§ **Vos consignes**:
Résumez en deux phrases l'extrait sur les ravages subis par les environs de Troyes.

§ **Passage extrait**:
---+---

Toutes les maisons de campagne des environs de Troyes, les fermes isolées, les hameaux sont pillés, ravagés, les bestiaux sont enlevés. Partout les barbares brisent, brûlent les instruments aratoires. Il n’existe presque plus de chevaux dans tout le département pour la culture et les transports.
A Pougy, des officiers saisissent le nez d’un honnête chirurgien entre des pincettes et le promènent ainsi.
A Clérey, 2 jeunes conscrits français, déserteurs, sont découverts cachés dans un silo. Les soldats les abreuvent d’outrages, leur crèvent les yeux et les jettent vivants dans la Seine.
Une demoiselle de Brienne, âgée de 80 ans, est trouvée morte chez elle, après avoir été plusieurs fois violée. Une personne du même âge a éprouvé un sort semblable à Nogent. De nombreuses jeunes femmes et jeunes filles de Mesnil-Sellières servent de jouet aux troupes étrangères.
Les enfants ne trouvent pas grâce devant ces ignobles individus. Une mère doit à plusieurs reprises arracher une de ses filles à peine âgée de 12 ans, des mains de ces satyres. Beaucoup de femmes, prises de force et déshonorées, préférant la mort à une vie de honte, se suicident. Ainsi, à Vendeuvre, la femme Ollivier qui, prenant son corps en horreur, se noie dans la Barse.
Les morts restent sur le sol, sans sépulture, depuis le début de la campagne. Les paysans n’ont pas la force d’obéir aux injonctions de l’administration, ni la volonté d’enterrer les débris humains et les carcasses des chevaux morts. Il se dégage des charniers une odeur infecte qui détermine des maladies contagieuses dont beaucoup périssent.
Vendeuvre perd ¼ de sa population, en raison de l’air pestilentiel qu’on y respire. De même Lusigny, Montiéramey, Magny-Fouchard, où l’autorité désespérée, a négligé d’enfouir les cadavres et les chevaux gisant sur la terre. L’importance des combats de Bar-sur-Aube accumule les cadavres dont la putréfaction occasionne le décès d’une partie de la population. Les hommes employés à recouvrir de terre les cadavres et les carcasses d’animaux fuient après 1 heure de travail, tant il est difficile de résister à l’odeur insupportable dégagée par des corps en décomposition. Les habitants jettent les cadavres à l’eau pour s’éviter la peine de les enterrer. A Fontaine, 800 ennemis ont ainsi le lit de l’Aube pour sépulture ; il en est de même à Rosnay et dans presque tous les pays situés au bord des rivières. Le département et l’arrondissement de Bar-sur-Aube, en particulier, offrent aux regards le spectacle épouvantable de tibias et de crânes entremêlés de carcasses de chevaux.

---+---

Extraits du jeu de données
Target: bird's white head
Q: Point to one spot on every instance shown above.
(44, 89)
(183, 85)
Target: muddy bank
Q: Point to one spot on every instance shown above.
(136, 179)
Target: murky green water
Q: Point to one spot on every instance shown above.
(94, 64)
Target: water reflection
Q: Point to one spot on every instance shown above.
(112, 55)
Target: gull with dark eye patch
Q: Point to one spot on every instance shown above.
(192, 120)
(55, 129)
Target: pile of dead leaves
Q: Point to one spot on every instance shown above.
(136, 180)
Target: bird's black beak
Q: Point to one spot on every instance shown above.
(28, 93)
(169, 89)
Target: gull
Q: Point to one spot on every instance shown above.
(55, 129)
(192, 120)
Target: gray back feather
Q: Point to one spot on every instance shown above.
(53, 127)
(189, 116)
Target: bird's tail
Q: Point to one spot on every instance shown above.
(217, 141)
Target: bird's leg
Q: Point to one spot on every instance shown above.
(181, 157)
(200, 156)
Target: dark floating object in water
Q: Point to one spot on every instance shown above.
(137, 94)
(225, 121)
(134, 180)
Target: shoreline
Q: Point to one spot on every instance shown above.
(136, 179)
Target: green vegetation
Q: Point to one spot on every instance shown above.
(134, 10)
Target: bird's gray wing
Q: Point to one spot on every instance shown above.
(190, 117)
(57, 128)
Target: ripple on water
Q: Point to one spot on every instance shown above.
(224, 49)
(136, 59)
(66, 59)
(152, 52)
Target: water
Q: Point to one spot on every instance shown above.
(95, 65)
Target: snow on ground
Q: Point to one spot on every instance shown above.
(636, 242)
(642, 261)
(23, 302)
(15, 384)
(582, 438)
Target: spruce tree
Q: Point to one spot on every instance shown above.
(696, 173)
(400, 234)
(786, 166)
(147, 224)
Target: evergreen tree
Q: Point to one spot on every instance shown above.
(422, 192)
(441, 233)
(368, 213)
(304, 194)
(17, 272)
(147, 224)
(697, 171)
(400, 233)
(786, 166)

---+---

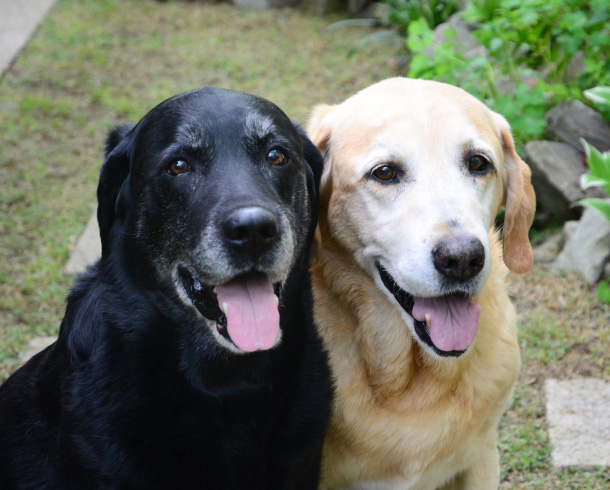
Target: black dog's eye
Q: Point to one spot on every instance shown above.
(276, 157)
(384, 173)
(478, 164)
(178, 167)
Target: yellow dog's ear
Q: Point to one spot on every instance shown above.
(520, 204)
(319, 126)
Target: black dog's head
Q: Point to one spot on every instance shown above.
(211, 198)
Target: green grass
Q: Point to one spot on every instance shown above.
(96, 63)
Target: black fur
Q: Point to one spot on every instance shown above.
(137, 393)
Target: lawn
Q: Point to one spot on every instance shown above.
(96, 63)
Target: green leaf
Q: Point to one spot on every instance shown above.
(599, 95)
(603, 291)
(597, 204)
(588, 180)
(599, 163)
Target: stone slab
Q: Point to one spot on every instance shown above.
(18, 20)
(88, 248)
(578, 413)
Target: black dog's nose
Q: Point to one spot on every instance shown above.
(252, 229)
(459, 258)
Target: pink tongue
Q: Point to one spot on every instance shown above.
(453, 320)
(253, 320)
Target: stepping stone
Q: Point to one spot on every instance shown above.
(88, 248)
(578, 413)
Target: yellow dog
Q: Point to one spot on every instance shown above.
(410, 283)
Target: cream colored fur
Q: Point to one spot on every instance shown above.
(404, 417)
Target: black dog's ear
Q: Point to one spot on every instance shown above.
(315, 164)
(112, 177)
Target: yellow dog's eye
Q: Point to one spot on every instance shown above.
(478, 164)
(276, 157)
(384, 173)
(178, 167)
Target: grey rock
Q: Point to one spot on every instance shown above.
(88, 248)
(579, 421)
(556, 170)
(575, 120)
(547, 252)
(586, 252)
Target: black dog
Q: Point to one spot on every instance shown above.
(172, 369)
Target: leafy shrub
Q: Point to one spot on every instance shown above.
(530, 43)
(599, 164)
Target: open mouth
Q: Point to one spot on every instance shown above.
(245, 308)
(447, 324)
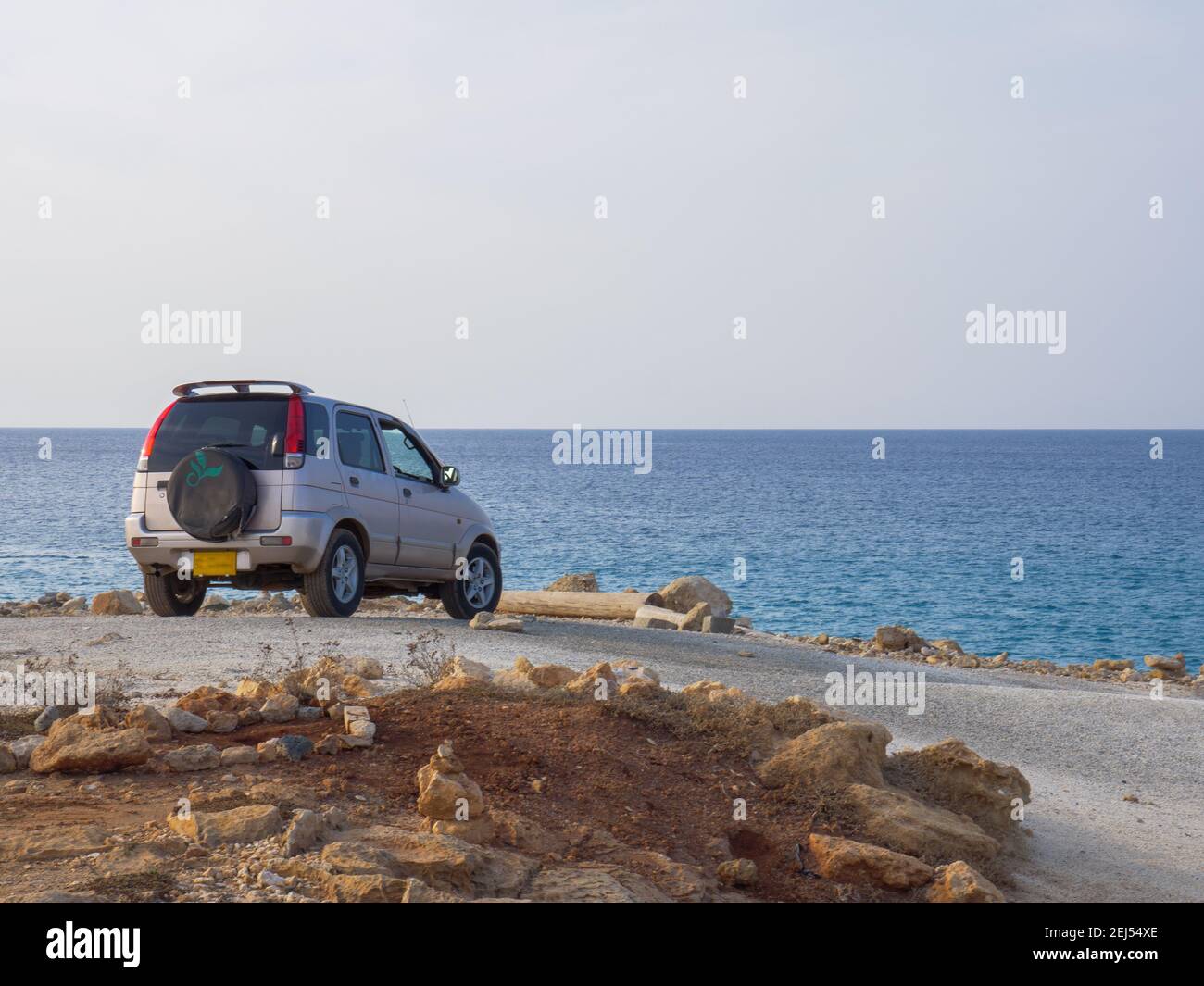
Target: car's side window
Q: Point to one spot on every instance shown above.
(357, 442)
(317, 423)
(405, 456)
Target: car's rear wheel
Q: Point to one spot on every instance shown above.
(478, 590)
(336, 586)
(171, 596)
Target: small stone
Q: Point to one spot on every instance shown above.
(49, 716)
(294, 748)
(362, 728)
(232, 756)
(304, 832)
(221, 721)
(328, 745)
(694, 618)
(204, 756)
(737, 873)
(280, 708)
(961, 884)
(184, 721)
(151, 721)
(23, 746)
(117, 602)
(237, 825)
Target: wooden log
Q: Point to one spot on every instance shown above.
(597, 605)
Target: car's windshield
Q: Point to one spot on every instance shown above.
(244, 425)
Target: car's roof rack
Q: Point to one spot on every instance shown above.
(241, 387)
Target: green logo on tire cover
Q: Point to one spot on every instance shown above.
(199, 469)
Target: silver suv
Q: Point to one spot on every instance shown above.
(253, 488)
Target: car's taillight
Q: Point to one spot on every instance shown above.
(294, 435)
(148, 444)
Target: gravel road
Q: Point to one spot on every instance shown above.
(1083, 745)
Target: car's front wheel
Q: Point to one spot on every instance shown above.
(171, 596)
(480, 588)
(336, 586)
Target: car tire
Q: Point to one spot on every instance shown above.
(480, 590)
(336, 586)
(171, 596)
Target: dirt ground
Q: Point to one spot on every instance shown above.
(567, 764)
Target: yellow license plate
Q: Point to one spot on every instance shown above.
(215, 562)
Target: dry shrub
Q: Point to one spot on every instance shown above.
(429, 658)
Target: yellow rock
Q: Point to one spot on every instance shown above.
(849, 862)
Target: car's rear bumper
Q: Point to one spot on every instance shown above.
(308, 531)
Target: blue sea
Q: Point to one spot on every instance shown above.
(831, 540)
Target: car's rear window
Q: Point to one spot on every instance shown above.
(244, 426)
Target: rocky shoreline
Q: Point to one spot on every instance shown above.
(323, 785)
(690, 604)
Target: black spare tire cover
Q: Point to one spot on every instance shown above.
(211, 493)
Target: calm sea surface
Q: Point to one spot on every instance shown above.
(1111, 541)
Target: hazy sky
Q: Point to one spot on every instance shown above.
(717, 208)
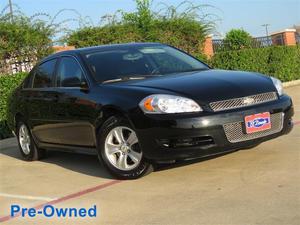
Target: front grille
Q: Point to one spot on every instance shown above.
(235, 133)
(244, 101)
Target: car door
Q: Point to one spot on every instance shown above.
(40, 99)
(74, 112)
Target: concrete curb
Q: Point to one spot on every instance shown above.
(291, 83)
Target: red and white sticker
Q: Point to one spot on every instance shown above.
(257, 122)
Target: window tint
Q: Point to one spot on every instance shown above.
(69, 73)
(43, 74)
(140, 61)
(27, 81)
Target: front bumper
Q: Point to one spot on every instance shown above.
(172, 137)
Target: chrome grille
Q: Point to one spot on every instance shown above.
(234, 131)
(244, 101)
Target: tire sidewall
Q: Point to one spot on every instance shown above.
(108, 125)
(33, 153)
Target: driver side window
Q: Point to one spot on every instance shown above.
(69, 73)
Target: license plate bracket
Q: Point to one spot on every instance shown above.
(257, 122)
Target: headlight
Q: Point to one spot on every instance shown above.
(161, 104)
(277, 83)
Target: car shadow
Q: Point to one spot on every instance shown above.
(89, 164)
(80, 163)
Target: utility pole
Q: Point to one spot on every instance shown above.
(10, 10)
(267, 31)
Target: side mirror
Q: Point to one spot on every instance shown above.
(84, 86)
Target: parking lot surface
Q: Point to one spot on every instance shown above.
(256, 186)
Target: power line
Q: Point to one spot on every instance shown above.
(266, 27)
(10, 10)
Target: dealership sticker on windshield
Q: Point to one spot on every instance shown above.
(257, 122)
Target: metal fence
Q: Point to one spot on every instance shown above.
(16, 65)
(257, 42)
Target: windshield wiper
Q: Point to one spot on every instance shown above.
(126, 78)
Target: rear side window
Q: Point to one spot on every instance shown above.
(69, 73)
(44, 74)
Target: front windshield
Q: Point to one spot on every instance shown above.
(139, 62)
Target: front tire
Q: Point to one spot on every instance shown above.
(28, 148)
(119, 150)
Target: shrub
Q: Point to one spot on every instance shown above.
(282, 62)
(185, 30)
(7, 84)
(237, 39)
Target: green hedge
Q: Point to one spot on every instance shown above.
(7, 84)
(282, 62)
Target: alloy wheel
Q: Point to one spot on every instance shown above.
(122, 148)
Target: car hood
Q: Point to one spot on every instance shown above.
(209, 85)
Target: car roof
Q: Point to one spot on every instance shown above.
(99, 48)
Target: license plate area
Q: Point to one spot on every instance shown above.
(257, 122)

---+---

§ **Réponse rédigée**:
Autour de Troyes, les campagnes sont pillées, les bestiaux enlevés et les instruments aratoires brisés, tandis que les troupes étrangères commettent mutilations, meurtres et viols, poussant de nombreuses femmes au suicide. Les morts et les carcasses de chevaux, laissés sans sépulture ou jetés dans les rivières, dégagent une odeur infecte qui provoque des maladies contagieuses et tue une partie de la population, comme à Vendeuvre, qui perd le quart de ses habitants.